EXERCISE A - Pull out every line in the rows below that contains the string "clay".

EXTRACT TO READ -

At the end of Adhyāya VIII, Mandlik has printed the following verse with Medhātithi’s explanation thereupon —

atha śaktivihīnaḥ syād ṛṇī kālaviparyayāt |
śakyaprekṣam ṛṇaṃ dāpyaḥ kāle deśe yathodayam||

 

This verse, though commented upon by Medhātithi, has been omitted by all other commentators.

It is found in Nārada (131.) It is quoted in Vivādaratnākara (p. 71) as from Nārada; it explains ‘Śaktivihīnaḥ’ as ‘without ability to repay the debt,’ and ‘kālaviparyayāt’ as ‘on account of famine and so forth.’

The verse is not Manu’s, it is Nārada’s; and it has been only quoted by Medhātithi and explained by him in course of his comment on verse 159.

 

Comparative notes by various authors:

(verses 8.154-155)

Nārada (1.131, 134). — ‘When a debtor has been disabled by a reverse of fortune (from paying the debt), he shall be made to discharge the debt gradually, according to bis means, as he happens to gain wealth. If the debtor, owing to a calamity, has not means sufficient to discharge the whole debt, the claim of the creditor shall be entered in a legal document, specifying the caste (of the parties), their names and names of their neighbours.’

Bṛhaspati (11.47, 60). — ‘A loan shall be restored on demand, if no time has been fixed; or on the expiry of the time, if time has been fixed; or when interest ceases. When the time fixed for payment has elapsed, and the interest has ceased, the creditor may either recover his loan or cause a new bond to be written in the form of compound interest.’

Bhāradvāja (Parāśaramādhava-Vyava., p. 193). — ‘If the debtor has no money to repay the debt, he shall liquidate it by giving grains, gold, or cattle, or clothes, slaves or conveyances.’

 

 

VERSE 8.155

Section XXVII - Limitation of Interest (kusīdavṛddhi)

 

अदर्शयित्वा तत्रैव हिरण्यं परिवर्तयेत् ।
यावती सम्भवेद् वृद्धिस्तावतीं दातुमर्हति ॥१५५॥

adarśayitvā tatraiva hiraṇyaṃ parivartayet |
yāvatī sambhaved vṛddhistāvatīṃ dātumarhati ||155||

 

Not having brought forward the gold, he should renew the bond; and he should pay as much interest as may be possible. — (155)

DATA EXTRACT -

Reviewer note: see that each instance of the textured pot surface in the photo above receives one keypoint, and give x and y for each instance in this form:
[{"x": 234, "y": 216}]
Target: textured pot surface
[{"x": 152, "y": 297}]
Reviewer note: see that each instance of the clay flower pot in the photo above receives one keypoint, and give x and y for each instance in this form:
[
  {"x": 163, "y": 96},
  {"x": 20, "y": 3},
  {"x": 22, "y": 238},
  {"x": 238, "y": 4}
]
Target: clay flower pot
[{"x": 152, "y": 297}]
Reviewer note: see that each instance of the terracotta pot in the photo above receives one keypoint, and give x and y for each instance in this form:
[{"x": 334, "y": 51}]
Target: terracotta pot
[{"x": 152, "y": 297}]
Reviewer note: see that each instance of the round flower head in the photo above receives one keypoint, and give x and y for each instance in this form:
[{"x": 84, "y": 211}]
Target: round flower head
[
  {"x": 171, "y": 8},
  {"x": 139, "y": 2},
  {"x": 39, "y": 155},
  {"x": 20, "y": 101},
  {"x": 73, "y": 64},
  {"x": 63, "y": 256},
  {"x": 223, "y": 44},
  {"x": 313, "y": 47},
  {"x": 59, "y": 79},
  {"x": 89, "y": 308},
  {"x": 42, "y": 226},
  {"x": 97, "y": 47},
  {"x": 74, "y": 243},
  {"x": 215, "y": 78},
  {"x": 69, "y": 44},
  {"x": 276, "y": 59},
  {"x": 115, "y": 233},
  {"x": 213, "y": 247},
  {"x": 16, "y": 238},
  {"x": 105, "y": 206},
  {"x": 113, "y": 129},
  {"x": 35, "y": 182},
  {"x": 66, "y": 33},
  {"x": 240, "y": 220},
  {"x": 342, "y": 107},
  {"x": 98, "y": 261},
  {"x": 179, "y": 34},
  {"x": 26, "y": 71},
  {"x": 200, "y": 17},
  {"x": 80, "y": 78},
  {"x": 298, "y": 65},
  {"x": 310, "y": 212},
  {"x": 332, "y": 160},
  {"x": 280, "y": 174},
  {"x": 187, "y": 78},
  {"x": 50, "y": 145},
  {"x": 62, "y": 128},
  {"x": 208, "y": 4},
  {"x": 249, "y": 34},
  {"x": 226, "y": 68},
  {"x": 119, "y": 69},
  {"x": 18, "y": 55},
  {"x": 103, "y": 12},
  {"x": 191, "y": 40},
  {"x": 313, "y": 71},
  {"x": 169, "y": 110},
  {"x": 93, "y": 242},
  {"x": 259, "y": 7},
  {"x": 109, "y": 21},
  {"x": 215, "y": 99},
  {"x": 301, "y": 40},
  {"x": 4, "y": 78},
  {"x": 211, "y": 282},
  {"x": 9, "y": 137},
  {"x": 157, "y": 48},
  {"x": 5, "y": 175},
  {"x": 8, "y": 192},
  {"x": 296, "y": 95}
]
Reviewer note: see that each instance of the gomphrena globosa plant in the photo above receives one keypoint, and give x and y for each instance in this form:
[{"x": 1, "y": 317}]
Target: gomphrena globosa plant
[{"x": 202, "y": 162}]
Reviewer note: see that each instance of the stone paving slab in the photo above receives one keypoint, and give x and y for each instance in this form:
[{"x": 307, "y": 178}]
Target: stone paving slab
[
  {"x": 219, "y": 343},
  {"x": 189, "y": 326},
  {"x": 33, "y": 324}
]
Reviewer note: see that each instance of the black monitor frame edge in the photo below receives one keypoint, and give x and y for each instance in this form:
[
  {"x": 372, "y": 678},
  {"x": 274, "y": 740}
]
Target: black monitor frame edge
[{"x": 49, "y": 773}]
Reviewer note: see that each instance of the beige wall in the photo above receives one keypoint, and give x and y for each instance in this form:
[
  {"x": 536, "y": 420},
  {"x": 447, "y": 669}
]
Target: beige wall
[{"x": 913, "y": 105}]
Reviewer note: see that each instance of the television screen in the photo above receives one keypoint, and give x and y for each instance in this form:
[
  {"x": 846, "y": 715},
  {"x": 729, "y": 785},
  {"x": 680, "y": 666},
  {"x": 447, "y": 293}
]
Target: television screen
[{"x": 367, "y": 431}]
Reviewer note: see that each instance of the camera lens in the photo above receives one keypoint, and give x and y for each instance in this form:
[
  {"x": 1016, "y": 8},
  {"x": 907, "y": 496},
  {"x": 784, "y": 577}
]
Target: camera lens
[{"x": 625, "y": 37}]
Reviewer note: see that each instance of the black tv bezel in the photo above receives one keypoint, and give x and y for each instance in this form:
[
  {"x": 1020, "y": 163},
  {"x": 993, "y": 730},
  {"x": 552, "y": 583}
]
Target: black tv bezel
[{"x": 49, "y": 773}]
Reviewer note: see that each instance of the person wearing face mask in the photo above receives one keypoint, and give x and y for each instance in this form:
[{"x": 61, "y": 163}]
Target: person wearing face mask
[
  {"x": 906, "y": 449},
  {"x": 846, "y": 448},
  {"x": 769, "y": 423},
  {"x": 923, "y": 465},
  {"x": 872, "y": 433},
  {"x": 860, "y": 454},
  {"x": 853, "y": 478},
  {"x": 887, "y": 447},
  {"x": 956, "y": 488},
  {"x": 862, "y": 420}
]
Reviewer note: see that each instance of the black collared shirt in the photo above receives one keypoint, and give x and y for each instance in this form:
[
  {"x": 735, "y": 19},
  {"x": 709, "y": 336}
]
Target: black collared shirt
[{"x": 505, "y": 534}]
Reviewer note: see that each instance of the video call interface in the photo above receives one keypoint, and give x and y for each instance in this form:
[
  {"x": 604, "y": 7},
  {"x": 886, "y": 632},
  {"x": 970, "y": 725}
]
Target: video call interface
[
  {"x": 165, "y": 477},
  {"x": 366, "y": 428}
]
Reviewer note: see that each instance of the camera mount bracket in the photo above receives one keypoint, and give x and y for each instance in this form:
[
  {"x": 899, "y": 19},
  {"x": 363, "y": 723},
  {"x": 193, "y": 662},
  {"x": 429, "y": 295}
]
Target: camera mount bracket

EXERCISE B - Carry the passage above on repaying debts and interest forward from its last sentence.

EXPECTED OUTPUT A -
Reviewer note: see that each instance of the clay flower pot in the photo above receives one keypoint, and give x and y for each instance in this form:
Target: clay flower pot

EXPECTED OUTPUT B -
Medhātithi’s commentary (manubhāṣya):

‘Not having brought forward’ — paid up — ‘the gold,’ — i.e., the amount of gold due as interest, — ‘he should renew the bond’; — i.e., in the presence of witnesses he should make the declaration — ‘I owe this man so much principal and so much interest,’ — and should put this down in writing also; entering the amount of interest for one year; — so explain some people.

And in the new bond, when the principal along with accrued interest has been entered as the principal, the rate of interest stipulated should he very low; just such as may not become too much of a burden for the man; that is, it should be lower than the former rate.

Yajvan, Asahāya and Nārada hold that at the time of the renewal of the bond the debtor should be made to pay even a shell, if he is able to do so; so that the witnesses may not be witnesses to a mere verbal statement, but to the actual payment of even a small amount as interest; so that they actually see the money-transaction; and when they come to be examined, — which may be any time during ten years, — they may have their mind firm, on account of being able to recall what they had heard and also actually seen with their eyes. — (155)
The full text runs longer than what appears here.